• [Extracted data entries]

-- Opening Marker --

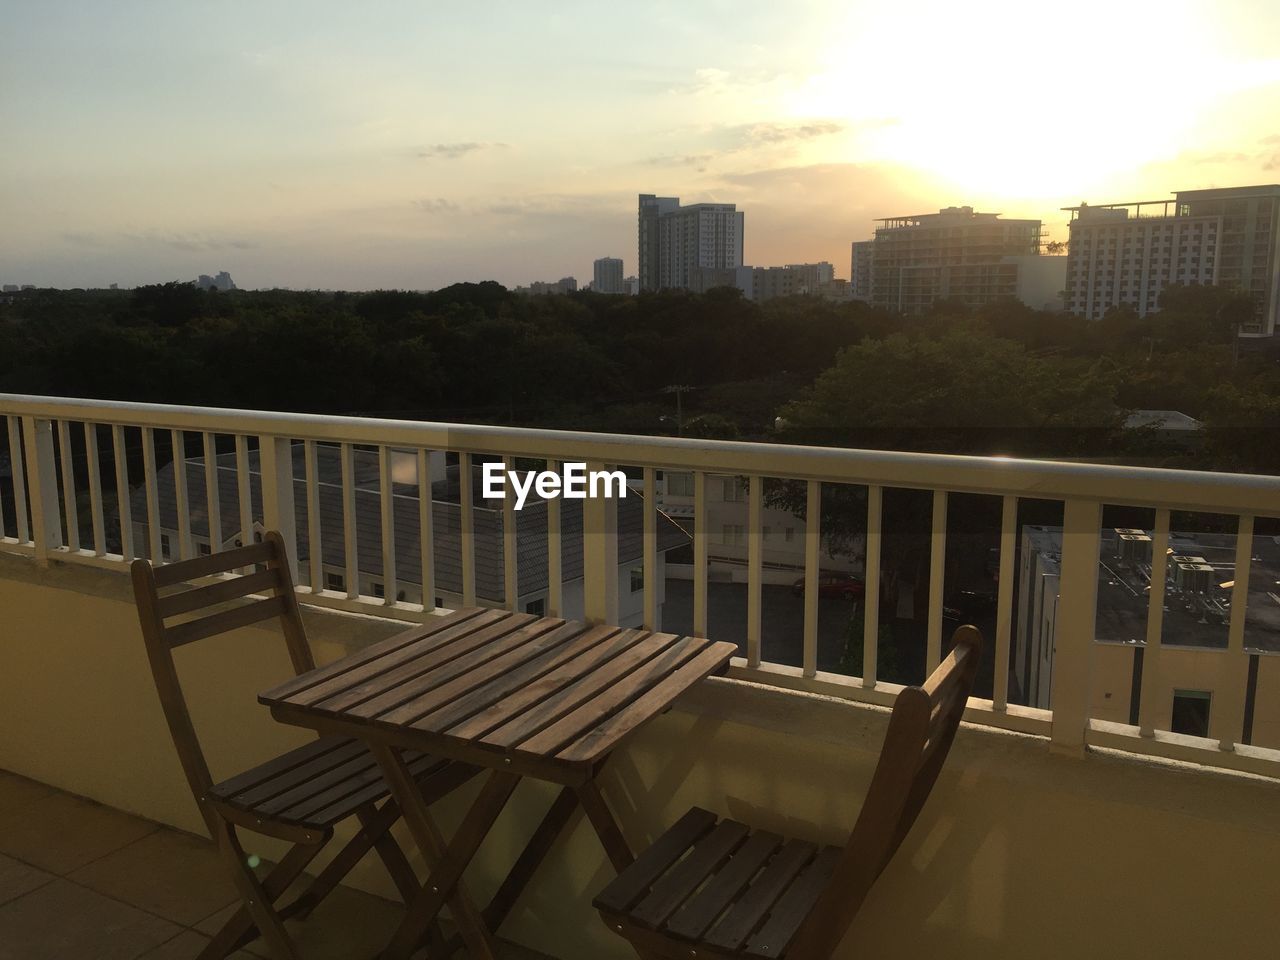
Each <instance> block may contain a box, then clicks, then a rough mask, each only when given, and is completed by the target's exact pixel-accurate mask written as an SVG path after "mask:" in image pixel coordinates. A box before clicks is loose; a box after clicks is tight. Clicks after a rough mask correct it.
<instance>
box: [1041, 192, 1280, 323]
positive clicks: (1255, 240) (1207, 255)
mask: <svg viewBox="0 0 1280 960" xmlns="http://www.w3.org/2000/svg"><path fill="white" fill-rule="evenodd" d="M1065 209H1066V210H1070V211H1071V224H1070V230H1071V236H1070V244H1069V246H1068V251H1069V252H1068V273H1066V308H1068V310H1070V311H1071V312H1073V314H1079V315H1080V316H1084V317H1088V319H1091V320H1097V319H1101V317H1102V316H1103V315H1105V314H1106V311H1107V310H1110V308H1111V307H1114V306H1119V305H1121V303H1124V305H1128V306H1132V307H1133V308H1134V310H1135V311H1137V312H1138V315H1139V316H1144V315H1146V314H1148V312H1151V311H1155V310H1158V307H1160V293H1161V292H1162V291H1164V289H1165V288H1166V287H1169V285H1196V284H1215V285H1219V287H1224V288H1228V289H1233V291H1239V292H1243V293H1249V294H1252V297H1253V300H1254V303H1256V305H1257V307H1256V312H1254V317H1253V321H1252V323H1249V324H1245V325H1243V326H1242V328H1240V335H1242V337H1272V335H1275V333H1276V326H1277V324H1280V184H1266V186H1260V187H1225V188H1221V189H1194V191H1180V192H1178V193H1175V195H1174V200H1155V201H1144V202H1140V204H1106V205H1102V206H1091V205H1088V204H1080V205H1079V206H1074V207H1065Z"/></svg>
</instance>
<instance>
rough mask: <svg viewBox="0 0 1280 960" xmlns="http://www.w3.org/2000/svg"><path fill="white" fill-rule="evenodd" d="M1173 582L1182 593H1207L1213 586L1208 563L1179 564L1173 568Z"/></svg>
mask: <svg viewBox="0 0 1280 960" xmlns="http://www.w3.org/2000/svg"><path fill="white" fill-rule="evenodd" d="M1174 582H1175V584H1178V589H1179V590H1181V591H1183V593H1189V594H1204V593H1208V591H1210V589H1211V588H1212V586H1213V568H1212V567H1211V566H1210V564H1208V563H1179V564H1178V566H1176V567H1175V568H1174Z"/></svg>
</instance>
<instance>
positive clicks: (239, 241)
mask: <svg viewBox="0 0 1280 960" xmlns="http://www.w3.org/2000/svg"><path fill="white" fill-rule="evenodd" d="M124 237H125V239H131V241H136V242H138V243H152V244H156V243H157V244H161V246H166V247H173V248H174V250H183V251H187V252H198V251H206V250H256V248H257V243H255V242H253V241H247V239H239V238H234V237H233V238H221V237H206V236H204V234H198V233H160V232H156V230H148V232H147V233H125V234H124Z"/></svg>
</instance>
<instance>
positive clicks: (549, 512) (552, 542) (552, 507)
mask: <svg viewBox="0 0 1280 960" xmlns="http://www.w3.org/2000/svg"><path fill="white" fill-rule="evenodd" d="M547 468H548V470H552V471H556V472H561V465H559V463H557V462H556V461H553V460H549V461H547ZM559 504H561V498H559V497H552V498H550V499H549V500H547V613H548V616H552V617H563V616H564V576H563V567H562V566H561V522H559V517H561V512H559Z"/></svg>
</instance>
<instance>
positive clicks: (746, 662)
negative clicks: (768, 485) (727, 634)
mask: <svg viewBox="0 0 1280 960" xmlns="http://www.w3.org/2000/svg"><path fill="white" fill-rule="evenodd" d="M763 515H764V477H763V476H756V475H751V476H750V477H748V481H746V538H748V539H746V666H748V667H759V666H760V648H762V635H760V613H762V605H763V598H762V582H763V579H764V576H763V570H764V527H763V524H764V520H763Z"/></svg>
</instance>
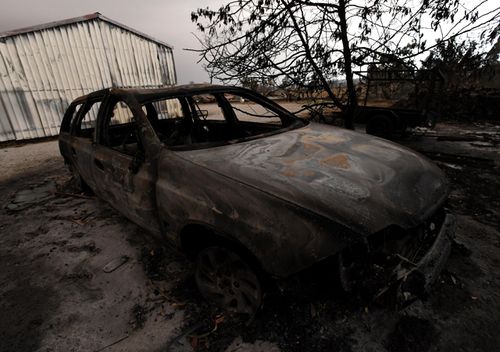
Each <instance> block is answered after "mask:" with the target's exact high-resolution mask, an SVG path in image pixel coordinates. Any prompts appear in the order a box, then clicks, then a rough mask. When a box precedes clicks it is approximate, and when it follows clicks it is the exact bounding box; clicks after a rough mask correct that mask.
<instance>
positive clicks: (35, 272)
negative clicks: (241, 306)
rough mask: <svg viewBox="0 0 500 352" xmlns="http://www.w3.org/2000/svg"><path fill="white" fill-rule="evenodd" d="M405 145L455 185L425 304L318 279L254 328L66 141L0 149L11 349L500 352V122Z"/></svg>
mask: <svg viewBox="0 0 500 352" xmlns="http://www.w3.org/2000/svg"><path fill="white" fill-rule="evenodd" d="M400 142H401V143H403V144H406V145H408V146H409V147H411V148H413V149H416V150H418V151H421V152H423V153H424V154H426V155H427V156H428V157H429V158H431V159H432V160H434V161H435V162H436V163H437V164H438V165H439V166H440V167H442V168H443V169H444V171H445V172H446V173H447V175H448V177H449V178H450V180H451V182H452V184H453V191H452V194H451V197H450V207H451V210H452V211H453V212H454V213H455V214H456V215H457V220H458V224H457V225H458V226H457V233H456V236H457V242H456V243H455V245H454V247H453V250H452V254H451V257H450V260H449V262H448V264H447V266H446V269H445V271H444V272H443V274H442V275H441V277H440V279H439V280H438V282H437V284H436V285H435V287H434V290H433V291H432V292H431V294H430V296H429V297H428V298H427V300H425V301H418V302H416V303H414V304H413V305H411V306H410V307H407V308H405V309H404V310H400V311H396V310H394V309H392V308H387V307H380V306H376V305H374V304H372V303H370V302H369V301H367V300H365V299H364V298H363V297H362V295H351V296H345V295H342V294H341V293H340V292H339V291H338V289H336V288H335V287H334V286H332V285H330V284H329V282H330V277H329V276H328V273H324V272H322V273H312V274H311V275H308V276H307V277H299V278H294V279H293V280H291V281H293V282H292V283H286V284H285V285H284V286H283V287H287V288H286V289H285V290H284V291H283V292H282V291H280V290H276V289H275V290H270V292H269V294H268V295H267V296H266V298H265V301H264V307H263V309H262V310H261V311H260V312H259V313H258V314H257V315H256V316H255V317H254V319H253V320H251V321H243V320H240V319H238V318H237V317H231V316H228V315H224V313H222V312H219V311H218V310H217V309H216V308H213V307H211V306H210V305H209V304H208V303H207V302H205V301H204V300H203V299H202V298H201V297H200V296H199V294H198V293H197V291H196V289H195V286H194V282H193V279H192V275H191V274H192V264H191V263H188V262H187V261H185V260H184V259H183V258H182V257H179V256H178V255H177V254H175V253H173V252H172V251H170V250H168V249H166V248H163V247H162V246H161V244H159V243H155V242H154V241H153V240H151V239H150V238H149V237H148V236H147V234H145V233H144V232H143V231H142V230H141V229H140V228H138V227H137V226H135V225H134V224H132V223H130V222H129V221H127V220H126V219H125V218H123V217H122V216H120V215H119V214H117V213H116V212H115V211H114V210H112V208H111V207H110V206H109V205H107V204H105V203H103V202H101V201H100V200H99V199H98V198H96V197H94V196H85V195H81V194H79V193H77V192H76V191H75V189H74V188H73V186H72V184H71V182H70V175H69V173H68V172H67V171H66V169H65V168H64V166H63V162H62V159H61V157H60V156H59V152H58V149H57V143H56V142H55V141H52V142H43V143H36V144H26V145H23V146H18V147H8V148H3V149H0V163H1V164H0V165H1V166H2V173H1V174H0V199H1V204H0V206H1V210H0V234H1V235H0V267H1V268H2V269H1V271H0V351H47V352H48V351H168V350H170V351H193V350H195V351H206V350H209V351H239V352H242V351H268V352H269V351H273V352H275V351H373V352H375V351H390V352H392V351H415V352H416V351H453V352H456V351H499V350H500V334H499V333H498V331H499V328H498V327H499V326H500V232H499V229H500V216H499V215H500V197H499V194H500V192H499V190H500V153H499V147H498V145H499V143H500V126H494V125H484V124H482V125H473V126H460V125H450V124H446V125H445V124H441V125H438V126H437V128H436V131H425V130H419V131H417V135H415V136H412V137H410V138H407V139H405V140H403V141H400Z"/></svg>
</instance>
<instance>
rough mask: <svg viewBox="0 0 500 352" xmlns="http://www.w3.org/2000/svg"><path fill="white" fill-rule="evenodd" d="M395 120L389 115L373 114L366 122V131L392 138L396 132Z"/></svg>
mask: <svg viewBox="0 0 500 352" xmlns="http://www.w3.org/2000/svg"><path fill="white" fill-rule="evenodd" d="M394 129H395V126H394V122H393V121H392V119H391V117H390V116H387V115H382V114H379V115H373V116H372V117H371V118H370V120H368V123H367V124H366V133H368V134H371V135H373V136H377V137H382V138H390V137H391V136H392V135H393V134H394Z"/></svg>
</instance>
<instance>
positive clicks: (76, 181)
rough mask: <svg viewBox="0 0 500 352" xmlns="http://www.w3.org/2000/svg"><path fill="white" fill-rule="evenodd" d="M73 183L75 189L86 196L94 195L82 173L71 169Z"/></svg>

-- Closing Marker --

• [Work instruction] Rewrite the rows from the top down to and including the line with "positive clicks: (1255, 240) (1207, 255)", changing "positive clicks" to "foreground clicks" and keeping everything else the same. Leave out the pictures.

• [Your response]
Each <instance> block may contain a box, then clicks, then a rough mask, each only when given, and is completed by the target's exact pixel-accurate mask written as an SVG path after "mask:" in image pixel coordinates. A box before clicks is loose; a box after clicks is tight. Clicks after a rough mask correct it.
<instance>
box: [1041, 192, 1280, 323]
foreground clicks: (1255, 240) (1207, 255)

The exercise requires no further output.